Yapılacaklar
#1 Makyavelli ve demokrasi yazısına göre şu ifadelerin doğru olup olmadığını evet ya da hayır ile belirtin, her birinde kararı veren sözleri yazıdan değiştirmeden aktarın: (a) Yazar, sözü geçen Amerikan kasabasında üç ay kalmıştır. (b) Konu, yazar ile polis çay içerken açılmıştır. (c) Polis, Mamie kasabaya gelse halkın onu sevgiyle karşılayacağını söyler.
#2 Makyavelli ve demokrasi yazısını son cümlesinin ardından sürdürün.

Makyavelli ve Demokrasi
Başlık:
Makyavelli ve Demokrasi
Kaynak:
Ulus, "Günün Işığında", Sayı: 11717, s. 1
Tarih:
1955-08-06
Lokasyon:
Atatürk Kitaplığı, 152/29
Metin:
GÜNÜN Işığında
Makyavelli ve demokrasi
GEÇENLERDE 3 ay kaldığım bir Amerikan kasabasındaki dostlarım arasında bir de polis vardı. Kasabada hemen herkesin, belki kendi yakalamış olduğu sabıkalıların bile dostu, cana yakın bir polisti.
Bir gün bu polis dostumla ayaküstü kremalı Amerikan kahvesi içerken, o sıralarda Amerika'yı ziyaret etmekte olan bir yabancı hanedan mensubu kadından, bu kadının her gittiği yerde hararetle ağırlanışından söz açıldı.
Polis,
— Biliyor musun, biz garip bir milletiz! dedi... Şimdi şu kadın bizim kasabaya gelse de kendisi için bir karşılama töreni yapılsa, yaşlı genç hepimiz sokaklara dökülüp, kendisini aslında hiç umursamadığımız halde, ona en büyük itibarı gösterir, akıl almıyacak sevgi gösterilerinde bulunuruz. Neden dersen, bizimle hiçbir ilişiği yoktur da ondan... Ama bir de Mamie (Eisenhower'in eşi) gelip onun için bir tören yapılacak olsa belki de kadıncağızı sokaklarda yumurta yağmurana tutar, türlü yollardan istiskal ederiz.

Veriler
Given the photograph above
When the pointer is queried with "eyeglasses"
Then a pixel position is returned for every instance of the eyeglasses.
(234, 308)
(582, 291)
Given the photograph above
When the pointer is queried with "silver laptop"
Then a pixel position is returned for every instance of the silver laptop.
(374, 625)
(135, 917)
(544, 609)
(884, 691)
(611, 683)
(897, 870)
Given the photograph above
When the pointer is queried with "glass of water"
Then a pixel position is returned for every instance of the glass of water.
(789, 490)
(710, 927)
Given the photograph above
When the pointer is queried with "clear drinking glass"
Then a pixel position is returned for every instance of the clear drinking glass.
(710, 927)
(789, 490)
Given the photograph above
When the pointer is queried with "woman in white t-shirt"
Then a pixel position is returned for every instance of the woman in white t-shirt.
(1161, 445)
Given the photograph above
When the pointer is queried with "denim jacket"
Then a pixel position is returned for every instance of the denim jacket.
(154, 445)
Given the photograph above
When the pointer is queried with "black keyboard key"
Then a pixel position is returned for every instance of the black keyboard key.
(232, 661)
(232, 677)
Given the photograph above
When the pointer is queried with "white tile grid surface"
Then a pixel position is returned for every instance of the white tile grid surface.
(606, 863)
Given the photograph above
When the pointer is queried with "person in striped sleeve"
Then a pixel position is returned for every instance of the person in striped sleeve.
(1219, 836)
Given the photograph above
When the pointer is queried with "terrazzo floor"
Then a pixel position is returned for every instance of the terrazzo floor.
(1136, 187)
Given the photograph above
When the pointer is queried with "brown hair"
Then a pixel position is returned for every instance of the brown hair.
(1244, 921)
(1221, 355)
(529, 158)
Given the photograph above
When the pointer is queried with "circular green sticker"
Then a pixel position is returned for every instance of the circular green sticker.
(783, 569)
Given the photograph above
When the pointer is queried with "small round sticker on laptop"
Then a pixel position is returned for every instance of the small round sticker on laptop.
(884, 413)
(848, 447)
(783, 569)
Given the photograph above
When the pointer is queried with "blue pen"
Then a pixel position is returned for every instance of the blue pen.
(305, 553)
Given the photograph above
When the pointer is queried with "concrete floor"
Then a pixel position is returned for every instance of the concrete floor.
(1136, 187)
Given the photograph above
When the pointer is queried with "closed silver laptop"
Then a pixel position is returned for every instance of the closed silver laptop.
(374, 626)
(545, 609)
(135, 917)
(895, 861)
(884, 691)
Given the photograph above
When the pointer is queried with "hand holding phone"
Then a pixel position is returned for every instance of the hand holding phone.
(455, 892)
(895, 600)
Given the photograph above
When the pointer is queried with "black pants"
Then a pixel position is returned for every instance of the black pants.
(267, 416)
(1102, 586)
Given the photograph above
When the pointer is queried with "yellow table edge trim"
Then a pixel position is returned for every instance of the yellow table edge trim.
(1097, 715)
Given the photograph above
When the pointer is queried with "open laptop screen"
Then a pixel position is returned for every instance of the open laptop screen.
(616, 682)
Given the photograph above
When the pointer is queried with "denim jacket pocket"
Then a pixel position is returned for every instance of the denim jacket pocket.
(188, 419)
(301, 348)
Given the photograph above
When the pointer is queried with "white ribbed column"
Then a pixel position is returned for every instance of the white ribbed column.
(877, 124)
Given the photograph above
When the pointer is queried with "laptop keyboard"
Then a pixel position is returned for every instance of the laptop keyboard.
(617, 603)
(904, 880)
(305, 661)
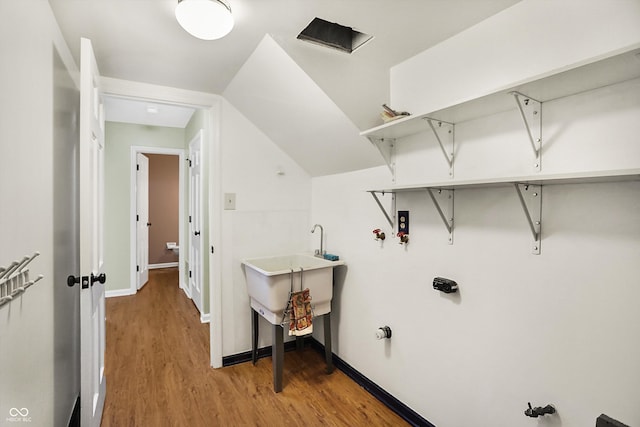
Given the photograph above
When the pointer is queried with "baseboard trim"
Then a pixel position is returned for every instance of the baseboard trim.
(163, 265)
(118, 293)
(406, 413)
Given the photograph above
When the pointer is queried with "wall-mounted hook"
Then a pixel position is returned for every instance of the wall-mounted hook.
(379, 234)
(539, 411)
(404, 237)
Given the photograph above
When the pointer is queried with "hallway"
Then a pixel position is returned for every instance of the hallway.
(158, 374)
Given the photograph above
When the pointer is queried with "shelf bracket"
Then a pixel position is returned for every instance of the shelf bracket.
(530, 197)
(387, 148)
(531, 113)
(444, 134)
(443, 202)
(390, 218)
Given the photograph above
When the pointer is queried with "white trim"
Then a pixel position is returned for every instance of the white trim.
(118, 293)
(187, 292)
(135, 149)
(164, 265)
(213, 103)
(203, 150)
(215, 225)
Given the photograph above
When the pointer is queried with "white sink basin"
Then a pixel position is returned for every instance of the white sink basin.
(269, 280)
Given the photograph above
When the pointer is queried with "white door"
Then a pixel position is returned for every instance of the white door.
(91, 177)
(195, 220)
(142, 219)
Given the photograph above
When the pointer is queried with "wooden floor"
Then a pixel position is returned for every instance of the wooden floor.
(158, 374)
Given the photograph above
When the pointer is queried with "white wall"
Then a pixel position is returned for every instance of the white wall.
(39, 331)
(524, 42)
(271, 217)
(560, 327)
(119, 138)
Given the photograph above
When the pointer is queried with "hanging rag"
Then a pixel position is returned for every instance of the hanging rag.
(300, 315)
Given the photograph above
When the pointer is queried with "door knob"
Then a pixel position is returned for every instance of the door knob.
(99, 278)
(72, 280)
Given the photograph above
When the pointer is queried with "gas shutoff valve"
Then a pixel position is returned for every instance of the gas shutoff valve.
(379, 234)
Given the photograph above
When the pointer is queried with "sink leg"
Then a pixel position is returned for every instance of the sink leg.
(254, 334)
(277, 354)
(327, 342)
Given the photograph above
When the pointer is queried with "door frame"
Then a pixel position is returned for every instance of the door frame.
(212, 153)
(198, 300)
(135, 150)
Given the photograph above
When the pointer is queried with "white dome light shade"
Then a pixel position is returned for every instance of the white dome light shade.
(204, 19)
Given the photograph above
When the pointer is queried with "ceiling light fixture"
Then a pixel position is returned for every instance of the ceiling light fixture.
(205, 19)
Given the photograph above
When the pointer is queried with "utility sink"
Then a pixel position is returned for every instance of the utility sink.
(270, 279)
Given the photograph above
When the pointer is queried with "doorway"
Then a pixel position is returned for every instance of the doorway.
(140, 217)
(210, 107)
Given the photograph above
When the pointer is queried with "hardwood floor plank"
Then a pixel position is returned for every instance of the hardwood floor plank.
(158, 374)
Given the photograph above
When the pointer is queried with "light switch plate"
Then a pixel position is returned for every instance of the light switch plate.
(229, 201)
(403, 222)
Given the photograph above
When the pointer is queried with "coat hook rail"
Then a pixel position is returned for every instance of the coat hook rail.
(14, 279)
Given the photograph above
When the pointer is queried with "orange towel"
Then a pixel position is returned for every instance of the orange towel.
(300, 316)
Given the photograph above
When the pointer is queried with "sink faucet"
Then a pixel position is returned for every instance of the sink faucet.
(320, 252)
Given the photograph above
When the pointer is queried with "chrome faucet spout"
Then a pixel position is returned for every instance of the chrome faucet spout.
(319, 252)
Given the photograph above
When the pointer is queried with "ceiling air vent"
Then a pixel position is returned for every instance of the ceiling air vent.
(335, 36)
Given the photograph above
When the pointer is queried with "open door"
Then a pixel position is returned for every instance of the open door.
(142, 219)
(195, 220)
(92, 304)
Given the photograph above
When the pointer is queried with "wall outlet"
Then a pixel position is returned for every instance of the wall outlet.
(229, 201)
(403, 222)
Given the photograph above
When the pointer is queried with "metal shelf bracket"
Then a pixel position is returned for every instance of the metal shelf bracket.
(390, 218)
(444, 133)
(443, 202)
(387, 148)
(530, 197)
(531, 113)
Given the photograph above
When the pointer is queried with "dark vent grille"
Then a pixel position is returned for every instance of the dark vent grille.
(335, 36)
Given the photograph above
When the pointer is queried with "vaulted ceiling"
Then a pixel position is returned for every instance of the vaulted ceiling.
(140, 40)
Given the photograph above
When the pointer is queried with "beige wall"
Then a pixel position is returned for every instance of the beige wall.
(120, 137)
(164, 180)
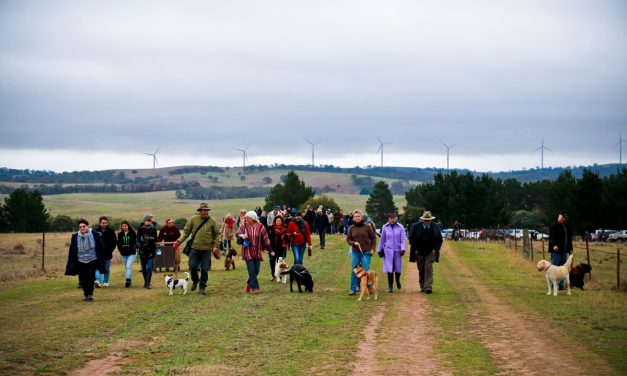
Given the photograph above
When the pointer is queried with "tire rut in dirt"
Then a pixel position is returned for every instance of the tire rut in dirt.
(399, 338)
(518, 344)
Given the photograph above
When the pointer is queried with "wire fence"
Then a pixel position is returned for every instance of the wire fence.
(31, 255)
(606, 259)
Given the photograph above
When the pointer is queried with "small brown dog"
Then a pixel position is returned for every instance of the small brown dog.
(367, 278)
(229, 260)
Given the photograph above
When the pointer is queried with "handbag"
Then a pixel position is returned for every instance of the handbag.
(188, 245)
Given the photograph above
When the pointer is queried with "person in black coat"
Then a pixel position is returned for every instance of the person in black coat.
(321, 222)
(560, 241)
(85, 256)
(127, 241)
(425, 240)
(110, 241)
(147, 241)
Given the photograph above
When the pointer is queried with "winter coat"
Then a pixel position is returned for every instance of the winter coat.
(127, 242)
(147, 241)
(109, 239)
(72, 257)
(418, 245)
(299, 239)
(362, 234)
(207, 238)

Sırayla cevaplar
#1
(a) Evet: "3 ay kaldığım bir Amerikan kasabasındaki"
(b) Hayır: "ayaküstü kremalı Amerikan kahvesi içerken"
(c) Hayır: "türlü yollardan istiskal ederiz"

#2
-Neden, dedim, Başkanınızın karısı sevilmez mi burada?
-Tersine, çok sevilir! Kimseye bir kötülüğü yoktur kadıncağızın. Bütün kusuru, bir başka devlet başkanının yahut hükümdarının değil de bizim devlet başkanımızın karısı olmasıdır. Biz, başka memleketlerin idarecilerine —sırf onları umursamadığımız için— ne kadar saygı gösterirsek, kendi memleketimizin idarecilerini istiskal edebilmek için de o kadar fırsat kollarız.
Şaşkınlığım büsbütün artıyordu. Gene,
-Neden? dedim,
-Neden olacak! dedi Amerikalı polis... Hadlerini bilsinler, kendilerini bir şey sanıp da başımıza belâ kesilmesinler diye!...
*
Sayın Yusuf Adil Egeli'nin yeni çıkan çevirisinden, ünlü Rönesans yazarı Makyavelli'nin «Prens» ini (x) bir daha okuduğumda, Amerikalı polisle aramızda geçen bu konuşma hatırıma geldi.
O polis gibi düşünebilmek için bütün Amerikalılar «Prens» i okumuş olmalılar, dedim kendi kendime... Okumuş olmasalardı bile, yazılışından beri geçen dört buçuk yüzyılda bu kitap Batı düşüncesine ne kadar tesir etmiş olmalıydı ki bir küçük Amerikan kasabasındaki bir polis memuru bir yabancı gazeteciye kendi memleketinin idarecilerinden böyle bahsedebilsin!...
*
Makyavelli'nin adı kötüye çıkmıştır. Şahısların iktidarda kalabilmek için başvurdukları hemen bütün gayrı ahlâki metotlar, yüzyıllardır «Makyavelizm» sözüyle özetlene gelmiştir.
«Rönesans Uygarlığı» adlı eserinde Jacob Burckhardt, Makyavelli'nin «Prens» ini anarken,
«Siyasi hükümlerindeki objektiflik, bazan, samimiliğiyie insanı dehşete düşürür,» der.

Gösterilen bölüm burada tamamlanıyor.